Задание 1 ▸ Кому, согласно отрывку о Пастернаке и Дурылине, Дурылин подарил свежий экземпляр альманаха «Лирика»?
Задание 2 ▸ Продолжите отрывок о Пастернаке и Дурылине с того места, где он заканчивается.

Предоставленный отрывок ▸
------

Поэтические начинания Пастернака Дурылин поддержал, почувствовав в его стихах «начало пути к подлинной поэзии», находя в них «кусочки золота». И когда в апреле 1913 года издательство «Лирика» на средства Ю. П. Анисимова, А. А. Сидорова и С. Н. Дурылина выпускало одноименный альманах (обложку оформил поэт, критик, переводчик, художник С. П. Бобров), в него по настоянию Сергея Николаевича включили первые стихотворения Пастернака. Одно из них — «Сегодня мы исполним грусть его…» — автор в марте 1911 года записал в альбом Дурылина10. «Стихи Бори, — вспоминал тот, — приняли в “Лирику” морщась: морщились Ю. Анисимов — добродушно и с полупохвалой, малодобродушно — В. Станевич, равнодушно — А. Сидоров. Бобров снисходил. Асеев — не знаю. Рубанович — не помню. Бобров, Сидоров, Рубанович и я — мы печатались уже в “Мусагете”, Рубанович и я — в “Весах”»11. Свежий экземпляр альманаха Дурылин подарил композитору Н. К. Метнеру. Николай Карлович расхвалил его стихотворение «Серафим Саровский», а потом стал не то чтобы пенять, а как-то ахать «добродушным, но решительным аханьем», «зачем сборник испорчен Пастернаком»: «Что же это? Вы понимаете что-нибудь?»12. Дурылин виновато «ту̀пился», не в силах объяснить пережитого с Борей в Сокольниках, того, что было связано с Реликвимини, с «кусочками золота» в пастернаковских стихах…

1914 год оказался тяжелым для всех. Друг Пастернака К. Г. Локс (см. прим. 7) позже писал: «Летом <…> началась Первая мировая война, сразу свернувшая пути всех на один путь, — мы пытались <…> продолжать идти своим путем разума и духа, но вышли из этой борьбы другими, чем были»13.

------

Выдержка из данных ▸
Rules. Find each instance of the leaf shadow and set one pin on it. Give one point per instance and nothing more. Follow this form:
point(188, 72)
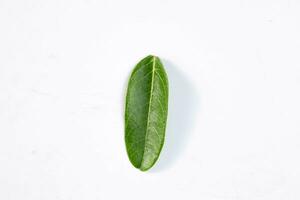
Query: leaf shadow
point(183, 107)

------

Результат 1 ▸ Композитору Н. К. Метнеру.

Результат 2 ▸
Дурылин ездил по городам с лекцией «Лик России. Великая война и русское призвание», в Археологическом институте готовил дипломную работу «Иконография Святой Софии». В ноябре умерла горячо любимая мать14, сразу лишив его жизненной опоры, устоявшегося быта, душевного равновесия.

Распалось издательство «Лирика» — по инициативе С. П. Боброва, которого не устраивало «мистическое славянофильство» Дурылина, а проще говоря, он хотел организовать что-то свое, ни на что прежнее не похожее. Образовалось книгоиздательство «Центрифуга», куда Бобров увел Асеева и Пастернака. Локс вспоминает: «Недостаток нового направления заключался прежде всего в неясности основных положений. <…> Во всяком случае, смысл нового издательства заключался в полемике со всеми существующими направлениями и в непомерном возвеличении [Бобровым] собственной роли. Результатом этого союза трех были строки Боброва, над которыми много смеялись: “Высоко над миром гнездятся Асеев, Бобров, Пастернак”. Бобров гнездился в собственном величии, которое в любую минуту могло смениться слезливыми всхлипываниями. Но, тем не менее, он каким-то образом держал обоих друзей в руках»15.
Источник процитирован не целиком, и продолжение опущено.